**Information**
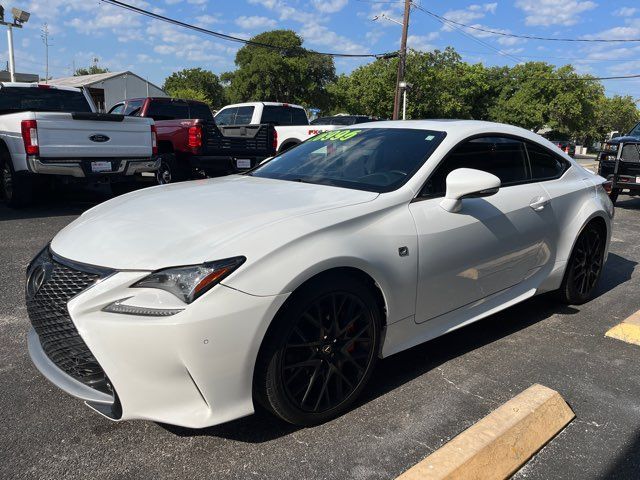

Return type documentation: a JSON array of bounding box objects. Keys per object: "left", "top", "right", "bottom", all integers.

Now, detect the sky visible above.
[{"left": 1, "top": 0, "right": 639, "bottom": 99}]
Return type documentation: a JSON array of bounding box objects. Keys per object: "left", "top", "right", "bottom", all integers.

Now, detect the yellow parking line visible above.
[
  {"left": 606, "top": 310, "right": 640, "bottom": 347},
  {"left": 396, "top": 384, "right": 574, "bottom": 480}
]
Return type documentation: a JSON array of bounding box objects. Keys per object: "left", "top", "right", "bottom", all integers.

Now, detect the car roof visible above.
[{"left": 220, "top": 101, "right": 305, "bottom": 110}]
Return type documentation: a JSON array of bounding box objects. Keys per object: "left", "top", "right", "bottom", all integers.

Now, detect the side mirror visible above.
[{"left": 440, "top": 168, "right": 501, "bottom": 213}]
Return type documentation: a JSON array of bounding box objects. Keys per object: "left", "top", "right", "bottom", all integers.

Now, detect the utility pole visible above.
[
  {"left": 41, "top": 23, "right": 50, "bottom": 83},
  {"left": 392, "top": 0, "right": 411, "bottom": 120}
]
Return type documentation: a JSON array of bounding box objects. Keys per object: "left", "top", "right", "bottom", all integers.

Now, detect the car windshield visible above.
[
  {"left": 250, "top": 128, "right": 446, "bottom": 193},
  {"left": 629, "top": 123, "right": 640, "bottom": 137}
]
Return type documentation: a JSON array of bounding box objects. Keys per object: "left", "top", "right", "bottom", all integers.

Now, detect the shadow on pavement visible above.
[
  {"left": 614, "top": 196, "right": 640, "bottom": 210},
  {"left": 0, "top": 183, "right": 136, "bottom": 221},
  {"left": 602, "top": 430, "right": 640, "bottom": 479},
  {"left": 161, "top": 253, "right": 637, "bottom": 443}
]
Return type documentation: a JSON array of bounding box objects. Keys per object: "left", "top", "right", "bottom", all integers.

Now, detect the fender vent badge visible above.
[{"left": 398, "top": 246, "right": 409, "bottom": 257}]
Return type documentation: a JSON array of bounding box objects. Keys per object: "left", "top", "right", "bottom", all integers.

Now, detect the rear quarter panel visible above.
[
  {"left": 0, "top": 112, "right": 31, "bottom": 171},
  {"left": 537, "top": 165, "right": 612, "bottom": 292}
]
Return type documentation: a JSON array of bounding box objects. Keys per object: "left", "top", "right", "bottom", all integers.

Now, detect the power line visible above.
[
  {"left": 100, "top": 0, "right": 397, "bottom": 59},
  {"left": 413, "top": 4, "right": 524, "bottom": 64},
  {"left": 420, "top": 6, "right": 640, "bottom": 43}
]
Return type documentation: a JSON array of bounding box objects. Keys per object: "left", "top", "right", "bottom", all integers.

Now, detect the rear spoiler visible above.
[{"left": 71, "top": 112, "right": 125, "bottom": 122}]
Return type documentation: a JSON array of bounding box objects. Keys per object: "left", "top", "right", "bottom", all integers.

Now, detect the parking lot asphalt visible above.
[{"left": 1, "top": 188, "right": 639, "bottom": 480}]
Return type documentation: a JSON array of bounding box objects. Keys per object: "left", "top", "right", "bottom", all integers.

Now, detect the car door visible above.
[{"left": 409, "top": 136, "right": 554, "bottom": 323}]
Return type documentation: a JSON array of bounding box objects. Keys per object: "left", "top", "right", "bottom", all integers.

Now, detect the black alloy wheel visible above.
[
  {"left": 255, "top": 276, "right": 381, "bottom": 426},
  {"left": 559, "top": 222, "right": 606, "bottom": 304}
]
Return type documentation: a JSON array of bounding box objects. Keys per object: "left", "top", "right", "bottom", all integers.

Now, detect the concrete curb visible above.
[
  {"left": 396, "top": 384, "right": 575, "bottom": 480},
  {"left": 606, "top": 310, "right": 640, "bottom": 346}
]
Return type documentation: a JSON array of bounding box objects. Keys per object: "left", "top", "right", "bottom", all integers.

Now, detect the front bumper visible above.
[
  {"left": 27, "top": 156, "right": 160, "bottom": 178},
  {"left": 28, "top": 268, "right": 289, "bottom": 428}
]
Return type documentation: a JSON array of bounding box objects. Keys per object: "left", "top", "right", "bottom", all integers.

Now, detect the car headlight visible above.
[
  {"left": 131, "top": 256, "right": 246, "bottom": 304},
  {"left": 605, "top": 143, "right": 618, "bottom": 152}
]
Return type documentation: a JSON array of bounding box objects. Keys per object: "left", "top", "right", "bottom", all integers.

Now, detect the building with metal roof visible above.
[{"left": 47, "top": 71, "right": 167, "bottom": 112}]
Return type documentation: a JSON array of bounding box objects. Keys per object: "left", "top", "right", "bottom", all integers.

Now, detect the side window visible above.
[
  {"left": 422, "top": 136, "right": 529, "bottom": 197},
  {"left": 290, "top": 108, "right": 308, "bottom": 125},
  {"left": 527, "top": 142, "right": 568, "bottom": 181},
  {"left": 189, "top": 103, "right": 214, "bottom": 121},
  {"left": 214, "top": 107, "right": 237, "bottom": 125},
  {"left": 109, "top": 103, "right": 125, "bottom": 114},
  {"left": 124, "top": 100, "right": 144, "bottom": 116},
  {"left": 234, "top": 106, "right": 255, "bottom": 124}
]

**Requirement**
Pictures stay out; everything else in the entries is copied exactly.

**Output of the task**
Return type documentation: a JSON array of bounding box objects. Keys per object: "left", "top", "right", "bottom", all integers.

Now, detect the sky visible above.
[{"left": 1, "top": 0, "right": 639, "bottom": 99}]
Return type documentation: a JSON array of bounding box objects. Keys per object: "left", "top", "right", "bottom", all integers.

Now, detect the yellow parking line visible above.
[
  {"left": 606, "top": 310, "right": 640, "bottom": 347},
  {"left": 396, "top": 384, "right": 574, "bottom": 480}
]
Return type documentation: a JSON array of bounding box objects. Keys per object: "left", "top", "right", "bottom", all integers.

Now, detect the car roof visible above.
[{"left": 220, "top": 101, "right": 305, "bottom": 110}]
Return type documentation: a JSON array of bounding box objects. Keys per object: "left", "top", "right", "bottom", all integers.

Now, detect the side mirror visible above.
[{"left": 440, "top": 168, "right": 501, "bottom": 213}]
Return type documentation: a JSON array of bounding box objects. Keys per object: "left", "top", "right", "bottom", all integers.

Now, detect the utility pole visible above.
[
  {"left": 41, "top": 23, "right": 50, "bottom": 83},
  {"left": 392, "top": 0, "right": 411, "bottom": 120}
]
Return type documentation: a JSON array of bounding box objects. Keys per object: "left", "top", "right", "bottom", all integers.

Now, detect the car windshield visible above.
[
  {"left": 250, "top": 128, "right": 446, "bottom": 193},
  {"left": 629, "top": 123, "right": 640, "bottom": 137}
]
Return type documentation: a JSON array of bounding box objects. Keys per object: "left", "top", "right", "bottom", all integers.

Now, detect the shadow on pavement visible above.
[
  {"left": 614, "top": 196, "right": 640, "bottom": 210},
  {"left": 0, "top": 183, "right": 136, "bottom": 221},
  {"left": 602, "top": 430, "right": 640, "bottom": 479},
  {"left": 161, "top": 253, "right": 637, "bottom": 443}
]
Return type documentation: a JSON array of bounding box objects. Keys per object: "left", "top", "right", "bottom", all integers.

Now, detect the fender vent badge visible above.
[{"left": 398, "top": 246, "right": 409, "bottom": 257}]
Return type documentation: a JSON array of bounding box objects. Keys per object: "left", "top", "right", "bottom", all integers.

Now, detect the rear quarter panel visible above.
[
  {"left": 0, "top": 112, "right": 31, "bottom": 171},
  {"left": 537, "top": 165, "right": 612, "bottom": 292}
]
Return type documentation: a JSON array of bounding box objects. Keys per object: "left", "top", "right", "bottom", all integers.

Now, detect the power line visible above.
[
  {"left": 100, "top": 0, "right": 397, "bottom": 59},
  {"left": 413, "top": 4, "right": 524, "bottom": 64},
  {"left": 420, "top": 6, "right": 640, "bottom": 43}
]
Return type documentation: a JSON array of bounding box objects. Keys per object: "left", "top", "right", "bottom", all integers.

Now, detect the rear spoiler visible above.
[{"left": 71, "top": 112, "right": 125, "bottom": 122}]
Return type documentation: a JSON array of bounding box objects. Keys per object: "left", "top", "right", "bottom", all integers.

Now, detect the parking lot asphalt visible above.
[{"left": 1, "top": 188, "right": 639, "bottom": 480}]
Return type documentation: a JSON array of bounding box objects. Keys per object: "left", "top", "right", "bottom", all integers.

Now, detect the car door visible above.
[{"left": 409, "top": 136, "right": 554, "bottom": 323}]
Return type documentation: a JSON array of bounding box objects. Keys per object: "left", "top", "right", "bottom", all integers.

Now, detect the black alloy wheel visible above.
[
  {"left": 255, "top": 276, "right": 381, "bottom": 426},
  {"left": 559, "top": 222, "right": 606, "bottom": 304}
]
Return type documentation: a JSON array of bounding box objects. Keys per object: "left", "top", "right", "bottom", all integers.

Now, detect the concrete curb visible above.
[
  {"left": 396, "top": 384, "right": 575, "bottom": 480},
  {"left": 606, "top": 310, "right": 640, "bottom": 346}
]
Return type documentation: a JSON array of bounding box objects. Keys per object: "left", "top", "right", "bottom", all integers.

Now, detect the front bumper visible above.
[
  {"left": 27, "top": 156, "right": 160, "bottom": 178},
  {"left": 28, "top": 268, "right": 289, "bottom": 428}
]
Return type documentation: a JSON array of bounding box objects. Keys per object: "left", "top", "right", "bottom", all integers.

Now, detect the car headlight visible above.
[
  {"left": 131, "top": 256, "right": 246, "bottom": 304},
  {"left": 605, "top": 143, "right": 618, "bottom": 152}
]
Return type documentation: a JSON array of bounding box objects. Keys per object: "left", "top", "right", "bottom", all integers.

Now, detect the building with metal roof visible above.
[{"left": 47, "top": 71, "right": 167, "bottom": 112}]
Return type documentation: a JSON array of bounding box objects. Keys per object: "left", "top", "right", "bottom", all integers.

Now, detect the side window visible above.
[
  {"left": 422, "top": 136, "right": 529, "bottom": 197},
  {"left": 290, "top": 108, "right": 308, "bottom": 125},
  {"left": 527, "top": 142, "right": 568, "bottom": 181},
  {"left": 189, "top": 103, "right": 214, "bottom": 121},
  {"left": 214, "top": 107, "right": 237, "bottom": 125},
  {"left": 109, "top": 103, "right": 125, "bottom": 114},
  {"left": 124, "top": 100, "right": 144, "bottom": 116},
  {"left": 234, "top": 106, "right": 255, "bottom": 124}
]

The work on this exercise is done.